━━━ Task material ━━━

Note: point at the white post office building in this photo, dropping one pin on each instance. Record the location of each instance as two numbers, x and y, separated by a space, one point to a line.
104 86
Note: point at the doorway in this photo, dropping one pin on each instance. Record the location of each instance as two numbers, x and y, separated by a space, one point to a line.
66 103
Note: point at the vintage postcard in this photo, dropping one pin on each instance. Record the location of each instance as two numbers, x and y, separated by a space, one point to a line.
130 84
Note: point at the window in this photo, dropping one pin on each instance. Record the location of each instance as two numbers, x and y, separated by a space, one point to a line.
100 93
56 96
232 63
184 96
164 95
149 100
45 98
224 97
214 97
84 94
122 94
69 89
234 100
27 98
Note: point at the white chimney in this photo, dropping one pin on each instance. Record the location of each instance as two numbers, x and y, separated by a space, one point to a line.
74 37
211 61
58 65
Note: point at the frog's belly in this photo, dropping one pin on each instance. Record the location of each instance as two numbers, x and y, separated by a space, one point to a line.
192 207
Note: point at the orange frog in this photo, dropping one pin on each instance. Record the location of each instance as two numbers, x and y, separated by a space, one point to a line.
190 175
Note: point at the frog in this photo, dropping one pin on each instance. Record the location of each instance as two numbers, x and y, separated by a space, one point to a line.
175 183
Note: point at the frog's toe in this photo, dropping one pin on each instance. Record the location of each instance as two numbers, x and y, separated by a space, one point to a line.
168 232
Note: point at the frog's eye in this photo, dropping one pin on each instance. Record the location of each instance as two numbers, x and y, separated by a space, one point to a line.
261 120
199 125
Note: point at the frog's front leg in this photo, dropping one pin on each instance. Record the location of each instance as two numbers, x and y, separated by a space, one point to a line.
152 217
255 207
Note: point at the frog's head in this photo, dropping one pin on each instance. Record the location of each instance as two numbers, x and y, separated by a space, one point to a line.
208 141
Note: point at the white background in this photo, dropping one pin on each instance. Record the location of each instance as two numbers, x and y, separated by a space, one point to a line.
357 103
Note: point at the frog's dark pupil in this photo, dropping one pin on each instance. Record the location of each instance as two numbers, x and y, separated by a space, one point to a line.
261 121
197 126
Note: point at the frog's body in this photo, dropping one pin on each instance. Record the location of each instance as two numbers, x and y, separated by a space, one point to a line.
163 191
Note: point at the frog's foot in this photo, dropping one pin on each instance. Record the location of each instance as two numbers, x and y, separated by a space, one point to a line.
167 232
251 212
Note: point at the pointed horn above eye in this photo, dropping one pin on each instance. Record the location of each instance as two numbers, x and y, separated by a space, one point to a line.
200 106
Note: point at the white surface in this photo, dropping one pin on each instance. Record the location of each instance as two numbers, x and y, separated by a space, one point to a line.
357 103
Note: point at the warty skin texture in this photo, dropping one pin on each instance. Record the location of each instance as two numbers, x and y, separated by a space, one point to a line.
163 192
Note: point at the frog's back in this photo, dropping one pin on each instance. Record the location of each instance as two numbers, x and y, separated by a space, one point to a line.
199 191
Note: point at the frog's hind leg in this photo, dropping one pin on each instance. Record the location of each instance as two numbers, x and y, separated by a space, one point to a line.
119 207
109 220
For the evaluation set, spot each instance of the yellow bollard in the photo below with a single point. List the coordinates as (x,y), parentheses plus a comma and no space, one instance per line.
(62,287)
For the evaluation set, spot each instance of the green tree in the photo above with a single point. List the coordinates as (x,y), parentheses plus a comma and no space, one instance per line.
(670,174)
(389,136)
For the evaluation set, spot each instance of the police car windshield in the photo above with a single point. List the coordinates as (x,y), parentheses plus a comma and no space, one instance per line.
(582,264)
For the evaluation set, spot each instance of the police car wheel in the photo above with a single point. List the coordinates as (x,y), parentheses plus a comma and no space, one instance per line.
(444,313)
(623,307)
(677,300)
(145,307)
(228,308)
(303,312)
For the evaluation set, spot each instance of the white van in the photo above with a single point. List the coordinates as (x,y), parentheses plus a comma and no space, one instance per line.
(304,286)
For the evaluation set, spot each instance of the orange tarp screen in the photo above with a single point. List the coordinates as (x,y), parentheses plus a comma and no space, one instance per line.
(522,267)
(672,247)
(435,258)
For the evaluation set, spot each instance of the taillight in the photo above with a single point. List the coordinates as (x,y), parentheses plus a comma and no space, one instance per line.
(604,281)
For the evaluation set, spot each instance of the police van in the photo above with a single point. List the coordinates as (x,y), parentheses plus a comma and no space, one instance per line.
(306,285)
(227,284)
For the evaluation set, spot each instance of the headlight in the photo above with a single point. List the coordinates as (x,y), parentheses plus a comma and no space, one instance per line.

━━━

▸ **Problem description**: Reproduce every line of the listing from the line holding "For the evaluation set, spot each instance of the taillight" through the end, inclusive, requests included. Adjust each x and y coordinate in the answers by adding -90 to it.

▸ **Response**:
For the evaluation set, spot each instance of the taillight in the photo above with a single point. List the coordinates as (x,y), parentheses plus a comma and no space, one instance per line.
(514,191)
For the evaluation set, spot each instance of the police van in the photo above with a single point. List the coordinates as (x,y), parentheses plus a comma and no space, one instance per line.
(216,195)
(137,194)
For the evaluation set, spot each instance of the headlight in the photo above with a single point. List the coordinates as (x,y), parentheses plus a comma and no space, one instance per line.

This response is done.